Dataset excerpts on pointing at objects:
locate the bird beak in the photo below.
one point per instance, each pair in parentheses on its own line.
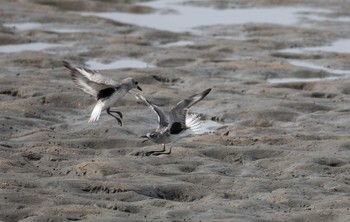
(145,139)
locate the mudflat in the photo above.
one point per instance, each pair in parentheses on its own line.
(280,103)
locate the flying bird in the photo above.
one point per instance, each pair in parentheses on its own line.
(177,124)
(106,91)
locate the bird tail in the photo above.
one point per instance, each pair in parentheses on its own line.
(96,112)
(194,123)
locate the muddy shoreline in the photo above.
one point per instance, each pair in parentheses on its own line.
(281,153)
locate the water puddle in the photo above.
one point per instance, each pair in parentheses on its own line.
(36,46)
(337,73)
(178,43)
(119,64)
(174,16)
(318,67)
(339,46)
(24,26)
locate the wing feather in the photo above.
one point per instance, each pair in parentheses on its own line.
(178,113)
(162,119)
(89,81)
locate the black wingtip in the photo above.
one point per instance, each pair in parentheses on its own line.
(206,92)
(67,64)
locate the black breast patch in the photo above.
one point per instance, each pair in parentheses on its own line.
(104,93)
(176,128)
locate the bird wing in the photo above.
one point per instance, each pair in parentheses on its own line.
(89,81)
(162,119)
(177,115)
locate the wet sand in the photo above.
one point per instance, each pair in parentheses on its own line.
(281,154)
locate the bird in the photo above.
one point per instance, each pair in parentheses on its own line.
(176,125)
(106,91)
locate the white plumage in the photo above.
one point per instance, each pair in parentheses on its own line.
(106,91)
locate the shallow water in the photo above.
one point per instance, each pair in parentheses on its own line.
(36,46)
(23,26)
(186,17)
(339,46)
(321,68)
(178,43)
(119,64)
(289,80)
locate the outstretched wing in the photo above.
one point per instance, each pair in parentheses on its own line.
(162,119)
(89,81)
(177,115)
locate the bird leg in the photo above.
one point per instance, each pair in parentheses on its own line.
(158,152)
(117,112)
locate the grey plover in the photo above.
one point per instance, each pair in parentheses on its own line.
(177,124)
(106,91)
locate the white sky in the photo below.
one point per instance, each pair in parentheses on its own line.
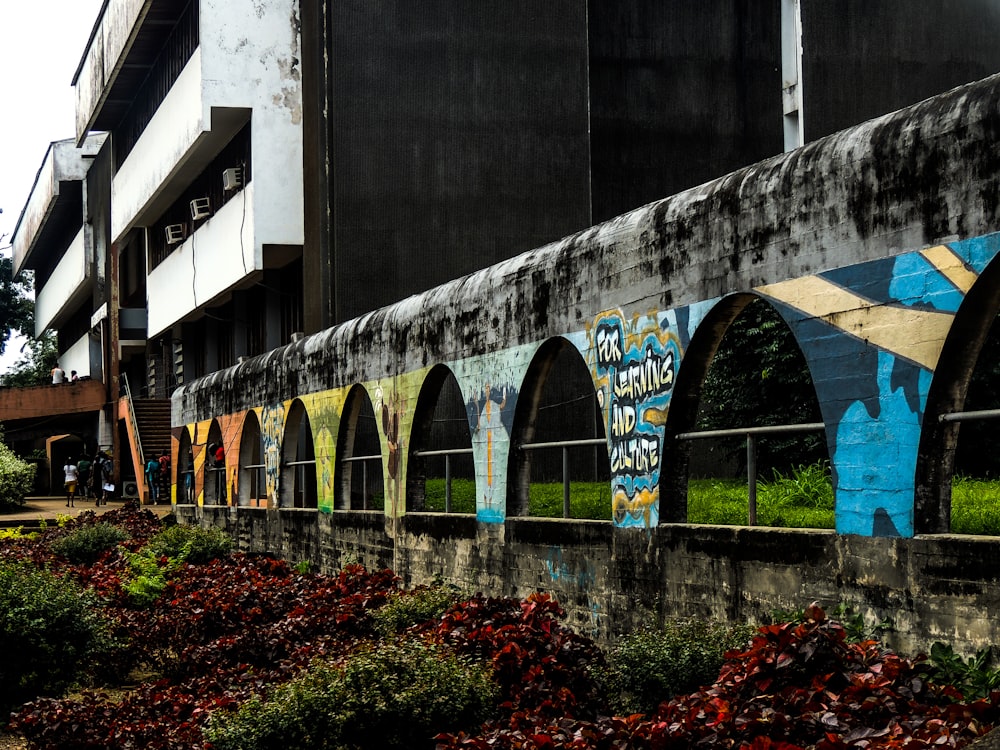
(41,43)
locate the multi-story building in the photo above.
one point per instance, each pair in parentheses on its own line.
(287,165)
(54,240)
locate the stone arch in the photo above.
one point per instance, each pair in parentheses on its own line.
(252,482)
(949,387)
(686,403)
(557,402)
(298,460)
(358,474)
(213,477)
(440,422)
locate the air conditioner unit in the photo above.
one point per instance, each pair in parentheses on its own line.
(232,178)
(201,208)
(175,233)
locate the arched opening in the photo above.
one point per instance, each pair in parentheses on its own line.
(359,481)
(252,479)
(186,493)
(745,416)
(214,471)
(298,460)
(957,446)
(560,467)
(441,474)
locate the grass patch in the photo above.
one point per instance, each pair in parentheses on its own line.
(463,495)
(802,500)
(975,506)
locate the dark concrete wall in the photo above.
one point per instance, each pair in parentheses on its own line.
(864,58)
(459,139)
(611,580)
(680,93)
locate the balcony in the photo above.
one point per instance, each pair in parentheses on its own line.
(65,289)
(54,210)
(124,48)
(207,264)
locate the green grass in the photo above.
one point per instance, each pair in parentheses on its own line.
(975,506)
(803,500)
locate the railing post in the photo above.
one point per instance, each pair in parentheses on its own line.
(565,481)
(364,485)
(447,483)
(752,478)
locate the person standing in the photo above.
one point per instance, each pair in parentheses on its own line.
(153,478)
(71,477)
(96,476)
(107,479)
(164,477)
(83,471)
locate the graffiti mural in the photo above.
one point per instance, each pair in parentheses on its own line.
(491,386)
(873,380)
(272,428)
(325,410)
(634,364)
(393,399)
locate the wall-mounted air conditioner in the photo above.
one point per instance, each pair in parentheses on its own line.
(175,233)
(201,208)
(232,178)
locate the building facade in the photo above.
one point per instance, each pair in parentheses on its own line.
(257,173)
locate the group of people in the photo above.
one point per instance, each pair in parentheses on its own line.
(157,472)
(89,476)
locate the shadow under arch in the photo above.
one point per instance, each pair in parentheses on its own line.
(186,492)
(298,461)
(712,339)
(947,393)
(358,475)
(214,477)
(252,484)
(557,403)
(440,423)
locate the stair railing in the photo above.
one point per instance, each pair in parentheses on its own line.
(134,423)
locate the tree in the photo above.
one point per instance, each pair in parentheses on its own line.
(34,367)
(17,309)
(759,377)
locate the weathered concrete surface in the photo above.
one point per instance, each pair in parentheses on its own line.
(870,192)
(612,580)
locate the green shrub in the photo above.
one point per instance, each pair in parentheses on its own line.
(48,630)
(85,544)
(191,543)
(974,678)
(395,695)
(406,608)
(147,575)
(654,664)
(17,477)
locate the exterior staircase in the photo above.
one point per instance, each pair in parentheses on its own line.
(148,437)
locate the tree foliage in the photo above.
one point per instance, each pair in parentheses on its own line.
(17,309)
(38,357)
(759,378)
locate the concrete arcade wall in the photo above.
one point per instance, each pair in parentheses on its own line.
(875,245)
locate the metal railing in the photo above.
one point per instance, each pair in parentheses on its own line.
(751,434)
(970,416)
(364,474)
(565,445)
(447,453)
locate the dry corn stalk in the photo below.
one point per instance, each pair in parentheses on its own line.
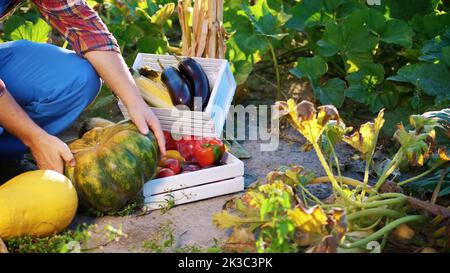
(203,34)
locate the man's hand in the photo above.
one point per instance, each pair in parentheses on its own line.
(143,117)
(51,153)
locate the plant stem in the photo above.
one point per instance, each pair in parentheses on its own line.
(366,177)
(277,70)
(374,211)
(409,180)
(372,226)
(384,230)
(437,189)
(389,169)
(336,160)
(345,180)
(384,195)
(342,193)
(312,195)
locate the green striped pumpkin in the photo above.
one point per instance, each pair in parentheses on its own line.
(112,165)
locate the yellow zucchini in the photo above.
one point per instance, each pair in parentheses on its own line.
(38,203)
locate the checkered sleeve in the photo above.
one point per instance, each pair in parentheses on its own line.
(80,25)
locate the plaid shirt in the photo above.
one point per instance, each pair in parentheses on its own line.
(80,25)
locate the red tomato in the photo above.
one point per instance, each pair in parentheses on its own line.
(173,164)
(208,151)
(191,168)
(165,172)
(186,148)
(170,142)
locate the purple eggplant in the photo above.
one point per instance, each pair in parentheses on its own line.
(197,79)
(179,89)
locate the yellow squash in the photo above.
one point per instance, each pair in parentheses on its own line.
(38,203)
(154,92)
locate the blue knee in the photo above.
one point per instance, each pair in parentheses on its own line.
(90,84)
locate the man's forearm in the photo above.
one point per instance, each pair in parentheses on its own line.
(16,121)
(112,69)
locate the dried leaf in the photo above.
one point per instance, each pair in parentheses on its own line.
(3,248)
(241,240)
(306,119)
(225,220)
(417,147)
(311,220)
(329,244)
(366,138)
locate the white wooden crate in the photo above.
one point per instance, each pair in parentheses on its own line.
(193,186)
(207,123)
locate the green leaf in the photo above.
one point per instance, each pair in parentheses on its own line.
(365,85)
(312,13)
(397,32)
(437,49)
(431,25)
(406,9)
(311,68)
(163,14)
(332,92)
(266,21)
(34,32)
(371,18)
(433,79)
(153,44)
(244,36)
(12,23)
(348,38)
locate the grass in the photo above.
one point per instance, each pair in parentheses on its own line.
(164,241)
(69,241)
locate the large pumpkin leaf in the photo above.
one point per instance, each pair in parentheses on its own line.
(397,32)
(37,32)
(431,25)
(332,92)
(389,31)
(311,13)
(350,38)
(368,87)
(406,9)
(266,21)
(433,79)
(437,49)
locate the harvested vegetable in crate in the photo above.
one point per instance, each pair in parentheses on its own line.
(197,79)
(153,90)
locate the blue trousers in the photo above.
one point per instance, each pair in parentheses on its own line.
(53,85)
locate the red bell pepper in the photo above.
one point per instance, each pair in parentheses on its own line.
(173,164)
(186,148)
(208,151)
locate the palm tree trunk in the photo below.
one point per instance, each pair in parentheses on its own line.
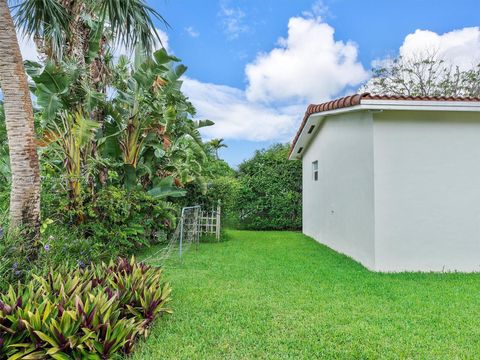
(25,193)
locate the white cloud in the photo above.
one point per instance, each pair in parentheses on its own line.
(308,65)
(319,10)
(459,47)
(237,118)
(232,21)
(192,32)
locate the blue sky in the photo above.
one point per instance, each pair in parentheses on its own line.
(254,65)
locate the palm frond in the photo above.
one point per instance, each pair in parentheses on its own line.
(131,22)
(44,19)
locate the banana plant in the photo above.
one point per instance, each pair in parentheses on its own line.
(71,140)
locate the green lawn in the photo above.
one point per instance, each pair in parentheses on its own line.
(281,295)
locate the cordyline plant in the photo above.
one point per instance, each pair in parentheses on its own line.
(89,313)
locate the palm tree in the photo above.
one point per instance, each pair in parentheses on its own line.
(216,145)
(25,169)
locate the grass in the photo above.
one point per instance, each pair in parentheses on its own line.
(281,295)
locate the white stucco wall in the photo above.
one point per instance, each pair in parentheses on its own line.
(338,208)
(427,191)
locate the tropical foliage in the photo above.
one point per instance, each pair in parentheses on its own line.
(270,191)
(89,313)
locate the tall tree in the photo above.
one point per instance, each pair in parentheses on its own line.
(216,145)
(424,74)
(25,169)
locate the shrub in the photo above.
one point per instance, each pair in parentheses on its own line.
(270,193)
(88,313)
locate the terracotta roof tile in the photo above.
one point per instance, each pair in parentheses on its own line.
(356,99)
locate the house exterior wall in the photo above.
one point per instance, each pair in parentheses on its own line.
(338,209)
(427,191)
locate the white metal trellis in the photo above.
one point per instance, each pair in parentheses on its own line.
(195,222)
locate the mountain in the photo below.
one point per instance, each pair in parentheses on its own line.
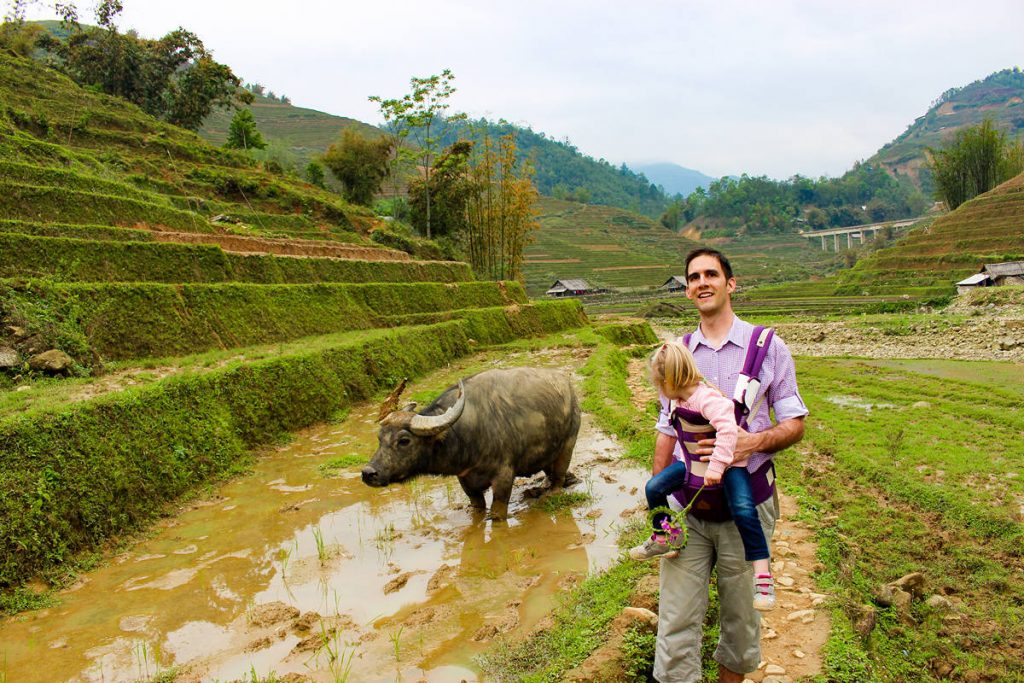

● **The problem**
How many lines in the records above contain the string "tree"? Case counts, so match capitals exactly, and reply with the number alone.

● **Full output**
5